[Photo labels with bounding boxes]
* * *
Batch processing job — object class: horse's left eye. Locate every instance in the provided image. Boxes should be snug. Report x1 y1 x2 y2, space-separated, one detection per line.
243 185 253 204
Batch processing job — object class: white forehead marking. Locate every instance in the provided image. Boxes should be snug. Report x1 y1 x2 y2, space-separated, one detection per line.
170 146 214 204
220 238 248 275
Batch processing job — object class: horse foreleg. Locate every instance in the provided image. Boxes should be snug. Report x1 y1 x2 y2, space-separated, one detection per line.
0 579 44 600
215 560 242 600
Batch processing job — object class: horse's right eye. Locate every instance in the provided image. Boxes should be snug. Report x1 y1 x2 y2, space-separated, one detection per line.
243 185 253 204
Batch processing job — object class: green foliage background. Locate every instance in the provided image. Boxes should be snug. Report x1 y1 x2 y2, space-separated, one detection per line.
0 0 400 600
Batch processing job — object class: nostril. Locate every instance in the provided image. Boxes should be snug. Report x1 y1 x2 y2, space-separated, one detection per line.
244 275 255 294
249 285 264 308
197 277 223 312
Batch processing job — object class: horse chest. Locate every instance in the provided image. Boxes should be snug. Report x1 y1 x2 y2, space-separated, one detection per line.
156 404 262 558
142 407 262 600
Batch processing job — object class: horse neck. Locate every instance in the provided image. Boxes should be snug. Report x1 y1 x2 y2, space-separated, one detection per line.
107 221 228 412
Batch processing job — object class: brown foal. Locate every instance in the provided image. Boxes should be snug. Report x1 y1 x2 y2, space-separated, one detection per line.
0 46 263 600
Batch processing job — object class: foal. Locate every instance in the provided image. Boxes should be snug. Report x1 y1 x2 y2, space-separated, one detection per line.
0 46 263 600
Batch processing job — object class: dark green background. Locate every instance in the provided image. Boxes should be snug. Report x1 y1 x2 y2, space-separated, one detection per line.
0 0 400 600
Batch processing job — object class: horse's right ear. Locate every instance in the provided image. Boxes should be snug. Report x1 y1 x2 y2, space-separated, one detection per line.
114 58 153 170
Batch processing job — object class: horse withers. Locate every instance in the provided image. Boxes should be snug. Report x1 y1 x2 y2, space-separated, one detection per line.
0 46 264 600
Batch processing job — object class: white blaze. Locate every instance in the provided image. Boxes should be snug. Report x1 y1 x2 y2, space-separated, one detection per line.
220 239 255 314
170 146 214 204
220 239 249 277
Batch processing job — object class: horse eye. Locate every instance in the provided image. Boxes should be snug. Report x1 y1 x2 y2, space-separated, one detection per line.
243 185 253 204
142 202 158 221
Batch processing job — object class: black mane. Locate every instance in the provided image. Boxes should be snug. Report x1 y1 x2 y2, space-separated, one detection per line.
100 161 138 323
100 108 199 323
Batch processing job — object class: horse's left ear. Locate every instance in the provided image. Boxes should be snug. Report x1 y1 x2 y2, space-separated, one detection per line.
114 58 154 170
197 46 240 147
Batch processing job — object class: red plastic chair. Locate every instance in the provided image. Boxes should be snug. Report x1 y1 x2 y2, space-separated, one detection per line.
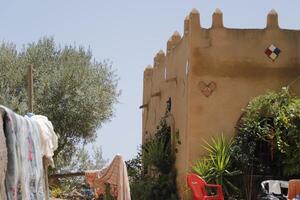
* * *
DO THIS = Switch every occurrence of "snug" in the data above to "tight" and write out all the lines again with nothing else altered. Leave the pictures out of your answer.

EXERCISE RESPONSE =
Batch processing job — object class: horse's left eye. Locate every instance in the provided image. Boxes should be tight. Report x1 y1 x2 y2, space-separated, one detection per line.
243 185 253 204
Batch processing job — object class: white forehead marking. Locate every instance in the provided image. Boxes should be tight. Report x1 y1 x2 y2, space-separated, one detection per line.
170 146 214 204
220 238 248 275
Batch processing job — object class: horse foreleg. Locate every instance in the provided image. Boxes should be tight. Report x1 y1 x2 y2, space-separated, one detection per line.
0 579 44 600
215 560 242 600
Batch processing job — object class: horse's right eye. Locate every instance in the provided image. Boxes should be tight. Report x1 y1 x2 y2, space-separated, one detection per line.
243 185 253 204
Batch processing job — object class: green foliage background. Locate every instance in the provided image. Boxes should be tight. Report x1 y1 x2 y2, space-separated, one detection per line.
0 0 400 600
Batch processing job — object class: nostril. Locate every instance in the provided image. Boxes should be tight. Report x1 y1 x2 y2, space-separated, one detection per line.
244 275 255 294
249 285 264 308
197 277 223 312
Batch processing job — object class: horse chest. Locate every instance in the provided image. Boxes should be tight. Report x1 y1 x2 y2, space-separated, one detection per line.
156 404 262 558
142 407 262 600
Batch processing job — object class: horse neck. Locate every instance in the provided image. Boxes should be tight. Report x1 y1 x2 y2, space-separated, one detection per line.
107 221 228 412
Batch processing job — object class: brown foal. Locate every instance in the provided image. Boxes should be tight. Report x1 y1 x2 y2, space-separated, one detection per line.
0 46 263 600
Batch processing job — object class: foal. Locate every instance in the provided image. Boxes should be tight. Report x1 y1 x2 y2, space-separated, one detection per line.
0 46 263 600
Batch processing job — object class: dark green background. Locate every instance in the provided image. Boxes should be tight. Report x1 y1 x2 y2, space-separated, one detection per line.
0 0 400 600
Batch processing job — object class: horse's right ear. Locate every instance in the provided image. Boxes should be tight. Report x1 y1 x2 y2, space-separated, one detection per line.
114 58 153 170
Batch processing job — object class: horse withers. Locate every instance in the provided image. Boxes should be tight. Report x1 y1 x2 y2, space-separated, one detection per line.
0 46 264 600
Batch processing job — object class: white blaze. Locate every instance in the provided image. Boxes should be tight. Report x1 y1 x2 y2, space-separated, one detection per line.
220 239 255 314
170 146 214 204
220 239 249 277
Batch processing job — object class: horse eye. Locate every instance in the provided image. Boxes should be tight. Report x1 y1 x2 y2, space-separated, one detection per line.
243 185 253 204
142 202 158 221
Batch processing job — object class: black mane. Locate every instance in the provided image. Boxes should be tight. Report x1 y1 x2 y2, space-separated, one detection per line.
100 161 138 323
100 108 199 323
Batch processing job — object class: horse's left ear. Locate every instance in the provided image. Boxes should be tight. Report x1 y1 x2 y2, space-separated, one detection per line.
114 58 154 170
197 46 240 147
Batch processing job — object class: red plastic chair. Locate every instance in the provided image. Boxes should be tight. Report x1 y1 x2 y2, space-separated, one detection per line.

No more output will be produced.